At Davide Balliano's 'Event Horizon,' System Error is The Point

Brooklyn Magazine

Event Horizon,” the latest solo show by Brooklyn-based artist Davide Balliano at Tina Kim Gallery in Chelsea, gets its name from the surface of a black hole. It’s the scientific term for the point of no return — anything beyond will inevitably get sucked in.

Painted arches and perfect circles across the show form otherworldly vortexes in Balliano’s signature black-and-white color palette. Compact, abstract sculptures accompany these paintings, with ample physical space between each. Pops of rusty red marble offer the only color in the room. And yet, Balliano’s paintings and physical forms don’t feel separate. Even the works on the wall use plaster and gesso like sculpture.

At first glance, those paintings look like optical illusions, but that is itself an illusion. Balliano takes more inspiration from the architectural ruins of Renaissance Italy than from the Op art that may come to mind.
§
--- Written exercise 1 ---
Copy the rows, starting at the line that contains "Keypoint placement: for each instance of the steep" and continuing through the last of the rows, including both the starting line and the final row.

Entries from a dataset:
§
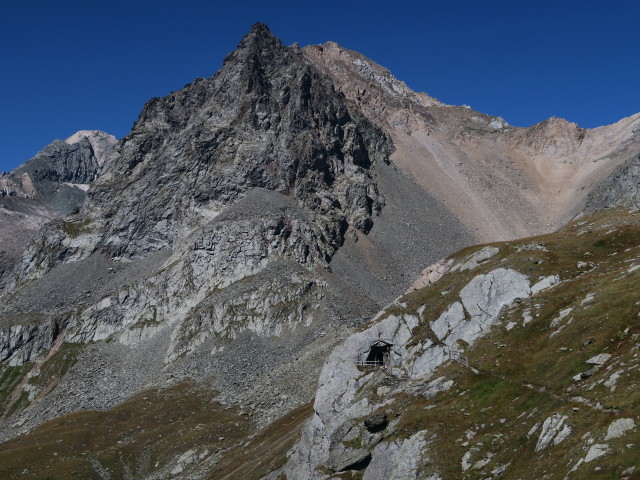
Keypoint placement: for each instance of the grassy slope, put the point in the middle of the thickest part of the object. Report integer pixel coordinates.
(524, 375)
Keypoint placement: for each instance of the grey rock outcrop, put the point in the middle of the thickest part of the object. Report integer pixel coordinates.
(246, 224)
(341, 396)
(620, 189)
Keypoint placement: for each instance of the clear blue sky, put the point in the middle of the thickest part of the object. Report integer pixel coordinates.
(71, 65)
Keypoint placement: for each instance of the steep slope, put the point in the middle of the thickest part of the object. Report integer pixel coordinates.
(520, 362)
(503, 182)
(246, 224)
(50, 185)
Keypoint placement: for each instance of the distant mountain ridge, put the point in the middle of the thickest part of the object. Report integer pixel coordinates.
(246, 226)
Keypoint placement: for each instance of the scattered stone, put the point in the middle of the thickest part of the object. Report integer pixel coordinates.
(475, 259)
(376, 423)
(596, 451)
(619, 427)
(551, 428)
(599, 360)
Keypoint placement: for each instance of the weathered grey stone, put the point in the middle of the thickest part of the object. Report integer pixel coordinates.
(552, 428)
(619, 428)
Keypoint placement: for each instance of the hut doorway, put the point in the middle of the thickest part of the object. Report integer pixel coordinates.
(377, 355)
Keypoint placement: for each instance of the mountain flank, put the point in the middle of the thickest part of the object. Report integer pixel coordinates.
§
--- Written exercise 2 ---
List every material that the article on Davide Balliano's show says his works use.

--- Exercise output 1 ---
Keypoint placement: for each instance of the steep slope, put the point in the middle of the thickest part of the object. Report integer pixel coordinates.
(520, 362)
(503, 182)
(246, 224)
(50, 185)
Keypoint placement: for each instance of the distant mountain ridge, put the point in the middle of the thickest part of the object. Report integer pixel coordinates.
(246, 226)
Keypoint placement: for each instance of the scattered stone, put the point in the middle of the thickest part of the object. Report integer pixel coordinates.
(475, 259)
(376, 423)
(596, 451)
(619, 427)
(551, 428)
(599, 360)
Keypoint placement: for each instance of the weathered grey stone, put the point in the middle of the thickest part of the object. Report integer pixel coordinates.
(552, 428)
(619, 428)
Keypoint placement: for each instance of the hut doorway, put the point in the middle of the thickest part of the object. Report integer pixel coordinates.
(377, 355)
Keypoint placement: for each instance of the mountain flank, put the point in the middle of the thickest part of the object. Report integer pixel coordinates.

--- Exercise output 2 ---
Marble, plaster, gesso